>> begin Quoted passage

I know that VBCC put 68k code in the "CODE" section, but then GCC seems to do it differently, and put it to .rodata (which could easily happen as 68k code is usually constant and read-only, then .rodata must be in a different segment to make automatic cross calls work).
But then, it should be the same issue with both, and dynamic, and pure binaries, right ?
And, maybe whole .rodata problem is GCC-specific ? Because as Frank says, VBCC would not move 68k code into .rodata when linking with it.
I also take one of the Frank's games compiled by VBCC which are dynamic and use .so , and that how they look like:
Program Headers:
Type Offset VirtAddr PhysAddr FileSiz MemSiz Flg Align
PHDR 0x000034 0x01000034 0x01000034 0x000a0 0x000a0 R E 0x4
INTERP 0x0000d4 0x010000d4 0x010000d4 0x00009 0x00009 R 0x1
[Requesting program interpreter: vbcc 0.9]
LOAD 0x000000 0x01000000 0x01000000 0x6c141 0x6c141 R E 0x10
DYNAMIC 0x06c148 0x0107c150 0x0107c150 0x000d0 0x000d0 RW 0x4
LOAD 0x06c148 0x0107c150 0x0107c150 0x00864 0x8307c RWE 0x8
So, there .rodata is in the same segment as .text, and those binaries works fine, for sure. And .rodata is not out. I tested the binary right now (this is a game) - and all works just fine, no problems.
I also asked Frank about he's opinions about .plt and .text needs to be keep together in one segment, and he *think*, that perhaps needs of .text and .plt being kept together, is that BL is used to call .so functions, which has a PC-relative range of +/- 32 MB, and this in turn means, that when .plt is in a different segment, there might be a chance that this segment is loaded to the other end of the memory space, farther than 32MB away. So maybe in VBCC this need to be fixed. But that just Frank's IMHO on that matter.
So to summarize it up and clear everything up a little more:
1). Is .rodata issue are GCC specific ? 2). Why .rodata issue happens only with dynamic and not with casual binaries, if it's about 68k cross calls ? 3). Is needs to keep .plt and .text together only about issue when segment is loaded to the other end of the memory space ?
Hmm.... but if .rodata has something to do with 68k cross calls, then shouldn't it be matters in all cases, not only for dynamically linked executables ? Why only for dynamic, then ?
Because statically linked executables don't have a .plt.
The problem is a combination of the 3 sections .text, .plt and .rodata: - .text and .plt have to be loaded into contiguous memory to make 24 bit (+/- 8 MB) relative calls work as Frank wrote. That's done by elf.library if .text and .plt are in the same segement, but .rodata is in a different one. That's a bug in vlink (putting .text and .plt into different segments), or more likely just in it's linker scripts, which needs to be fixed. It may work by accident even without doing it correctly, like in your example, but it's not guaranteed to work. - elf.library can't load .text, .plt and .rodata into the same memory space at once because of the m68k cross calls in .rodata with have to be loaded into non-executable memory but .text (and .plt?) has to be loaded into executable memory instead. If a section contains .rodata all of the segments in it (.text, .rodata and for dynamically linked executables additionally .plt) are loaded separately instead, to make .text executable but .rodata non-executable, which may result in .text and .plt to be more than +/- 8 MB (24 bit) apart from each other.

>> end Quoted passage

Please carry on the ELF segments thread from its last sentence. The rows come from a different source than the ELF segments thread.

>> begin Extracted records

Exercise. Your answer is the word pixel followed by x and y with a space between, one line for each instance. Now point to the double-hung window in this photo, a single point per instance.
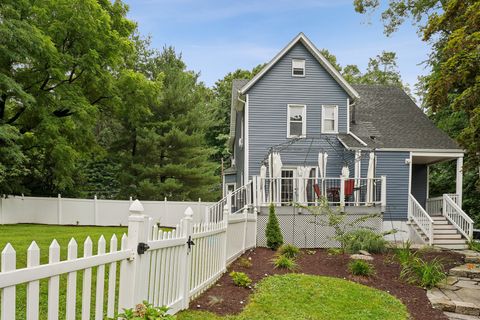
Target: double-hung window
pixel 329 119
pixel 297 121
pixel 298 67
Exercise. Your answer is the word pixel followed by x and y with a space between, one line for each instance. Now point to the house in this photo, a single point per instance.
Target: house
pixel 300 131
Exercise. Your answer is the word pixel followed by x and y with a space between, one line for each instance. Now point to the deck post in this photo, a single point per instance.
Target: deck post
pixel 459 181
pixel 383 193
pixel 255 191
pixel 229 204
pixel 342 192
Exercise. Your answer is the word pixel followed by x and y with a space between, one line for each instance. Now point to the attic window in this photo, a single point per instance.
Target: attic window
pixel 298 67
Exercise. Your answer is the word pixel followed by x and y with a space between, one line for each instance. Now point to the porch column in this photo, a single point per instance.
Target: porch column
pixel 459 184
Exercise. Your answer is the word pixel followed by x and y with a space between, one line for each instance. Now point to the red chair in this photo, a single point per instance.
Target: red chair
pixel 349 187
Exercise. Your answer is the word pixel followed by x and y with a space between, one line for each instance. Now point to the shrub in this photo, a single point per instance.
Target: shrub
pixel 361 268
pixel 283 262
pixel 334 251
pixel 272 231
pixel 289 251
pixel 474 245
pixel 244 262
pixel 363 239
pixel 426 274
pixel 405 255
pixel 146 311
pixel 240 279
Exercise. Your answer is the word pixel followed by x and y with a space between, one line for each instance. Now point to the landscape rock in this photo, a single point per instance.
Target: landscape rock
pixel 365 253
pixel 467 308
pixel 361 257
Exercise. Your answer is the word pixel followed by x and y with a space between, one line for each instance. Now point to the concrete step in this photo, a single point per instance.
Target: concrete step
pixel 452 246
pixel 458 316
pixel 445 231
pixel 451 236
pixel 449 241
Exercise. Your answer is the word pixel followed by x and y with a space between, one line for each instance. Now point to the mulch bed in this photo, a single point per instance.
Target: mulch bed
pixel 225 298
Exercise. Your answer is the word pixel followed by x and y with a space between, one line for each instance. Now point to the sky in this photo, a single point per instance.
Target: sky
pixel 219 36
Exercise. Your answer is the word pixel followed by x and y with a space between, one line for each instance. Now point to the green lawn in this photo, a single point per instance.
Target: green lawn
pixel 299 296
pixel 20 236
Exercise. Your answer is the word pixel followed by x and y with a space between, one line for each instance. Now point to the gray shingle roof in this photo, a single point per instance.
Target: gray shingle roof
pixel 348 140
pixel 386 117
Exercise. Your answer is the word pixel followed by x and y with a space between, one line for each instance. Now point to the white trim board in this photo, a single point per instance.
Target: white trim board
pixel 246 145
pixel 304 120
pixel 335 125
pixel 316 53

>> end Extracted records

Answer to this exercise:
Is it GCC specific? Maybe. GCC, or rather fdtrans, puts the m68k cross calls (EmuTraps) into .rodata. If the VBCC equivalent of fdtrans uses .data instead of .rodata it doesn't have the m68k code in PPC executable .rodata problem. But that doesn't change anything, elf.library can't know if an executable was linked with ld (binutils) and .rodata has to be loaded separately, or if it was linked with vlink instead and separate .rodata loading may not be required.
(I may have mixed "segment" and "section" above, but you should still get what I meant.)
- elf.library can't load .text, .plt and .rodata into the same memory space at once because of the m68k cross calls in .rodata
I don't know much about this stuff and didn't read all the posts, but: could it if it knew there are no m68k cross calls in .rodata? So what about having some ~flag, ~symbol in the ELF file or the section or whatever which tells elf.library "hey, I know you normally can't do that, but in this case for this .rodata section you are allowed to put it in same memory space as .text and .plt"
@Georg The cross calls are generated by the "ftdrans" tool. The results are IIRC assembler, but in any case just .(ro)data with the bytes of the to be emulated m68k code, without any symbols or anything else which could be used to identify it in an ELF executable.
The m68k cross calls/EmuTraps are used in the, for OS4 native code obsolete and unused, m68k jump table of OS4 libraries for example. Only old, emulated OS 3.x/m68k code calling library function via the jump table uses it, and the "EmuTrap" code in it just copies the emulated m68k registers to the corresponding PPC ones, calls the PPC native version of the OS4 library function and on return to the emulated m68k code copies the PPC register results of the function to the emulated m68k ones (D0 (+D1 for 64 bit) for integer, A0 for pointer results, etc.).
Emulated m68k code like those cross calls/EmuTraps can only work if it's in (for the PPC CPU) non-execuable memory, if it would be allocated in PPC executable memory instead it would be executed as PPC native code, resulting in ISI crashes, instead of being emulated with one of the 2 m68k emulators of OS4.
The M68k->PPC cross calls that fdtrans generates used to be asm only, and old versions put them in .data, but this was changed to .rodata at some point. Later an option was added in fdtrans to generate them in pure C (idltool can also be use to create the same) with the cross calls declared static const, so those end up in .rodata too.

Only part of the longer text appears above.